━━━━━ Raw data
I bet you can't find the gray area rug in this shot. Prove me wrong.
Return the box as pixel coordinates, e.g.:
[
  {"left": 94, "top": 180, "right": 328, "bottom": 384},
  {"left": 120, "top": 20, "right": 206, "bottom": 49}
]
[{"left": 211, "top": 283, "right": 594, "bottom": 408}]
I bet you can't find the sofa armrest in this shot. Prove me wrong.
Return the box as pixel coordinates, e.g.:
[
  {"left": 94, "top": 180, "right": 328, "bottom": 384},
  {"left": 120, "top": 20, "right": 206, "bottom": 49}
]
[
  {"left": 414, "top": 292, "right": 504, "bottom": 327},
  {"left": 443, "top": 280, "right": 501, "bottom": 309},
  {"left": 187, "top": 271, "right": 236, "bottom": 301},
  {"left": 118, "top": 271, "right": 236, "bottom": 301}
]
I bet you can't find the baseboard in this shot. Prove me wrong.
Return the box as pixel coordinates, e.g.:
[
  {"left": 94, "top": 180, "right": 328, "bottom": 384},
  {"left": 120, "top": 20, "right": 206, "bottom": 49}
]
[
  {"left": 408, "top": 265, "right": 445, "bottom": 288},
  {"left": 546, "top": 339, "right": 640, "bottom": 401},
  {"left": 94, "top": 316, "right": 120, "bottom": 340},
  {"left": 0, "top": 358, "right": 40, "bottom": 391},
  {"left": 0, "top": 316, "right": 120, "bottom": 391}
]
━━━━━━━━━━
━━━━━ Raw data
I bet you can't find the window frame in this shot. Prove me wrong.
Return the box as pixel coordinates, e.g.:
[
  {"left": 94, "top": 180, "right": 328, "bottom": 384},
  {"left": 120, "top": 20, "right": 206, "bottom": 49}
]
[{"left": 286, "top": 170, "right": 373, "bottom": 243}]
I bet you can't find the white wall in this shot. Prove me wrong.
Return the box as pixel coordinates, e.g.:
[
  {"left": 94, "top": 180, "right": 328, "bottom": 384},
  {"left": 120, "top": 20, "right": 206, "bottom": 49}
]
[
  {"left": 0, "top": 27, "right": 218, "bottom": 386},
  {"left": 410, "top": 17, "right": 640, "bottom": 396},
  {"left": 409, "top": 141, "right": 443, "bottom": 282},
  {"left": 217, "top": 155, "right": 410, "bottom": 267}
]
━━━━━━━━━━
Check each line of the records for the word "wrong" and extract those that contain it.

**Task answer:**
I bet you can't find the gray area rug in this shot. Prove me wrong.
I bet you can't find the sofa armrest in this shot. Prove me wrong.
I bet you can't find the baseboard in this shot. Prove me wrong.
I bet you can't find the window frame in this shot. Prove me wrong.
I bet you can't find the white wall in this shot. Prove me wrong.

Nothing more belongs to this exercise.